• _Stated exercise_
Reproduce every line of the entries below, requests included, but raise each x and y value in the answer coordinates by 20; leave the numbers in the requests and their format samples unchanged. Omit the pictures from your output.

• _Supplied entries_

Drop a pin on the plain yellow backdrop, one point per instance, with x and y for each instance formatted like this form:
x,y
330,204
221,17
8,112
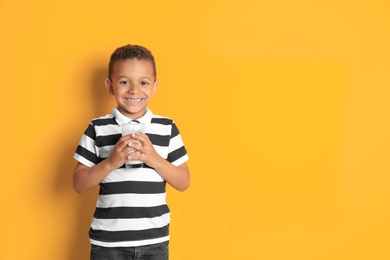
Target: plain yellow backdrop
x,y
283,107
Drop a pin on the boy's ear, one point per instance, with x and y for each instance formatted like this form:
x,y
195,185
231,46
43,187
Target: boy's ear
x,y
155,85
109,87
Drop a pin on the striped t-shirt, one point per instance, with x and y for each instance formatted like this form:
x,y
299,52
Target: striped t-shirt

• _Exercise response_
Drop a pin on the plain yellow backdrop, one point per instance, with x and y for each instance formatted like this form:
x,y
330,204
221,17
8,112
Target: plain yellow backdrop
x,y
303,127
Drop a pin on the boy's ear, one point per instance, with x and y for each instance formatted like this form:
x,y
195,185
231,46
43,187
Target: boy's ear
x,y
175,105
129,107
Drop a pin on the striped t-shirt, one point per instance, with x and y for each instance formatted like this form:
x,y
299,52
Target: striped t-shirt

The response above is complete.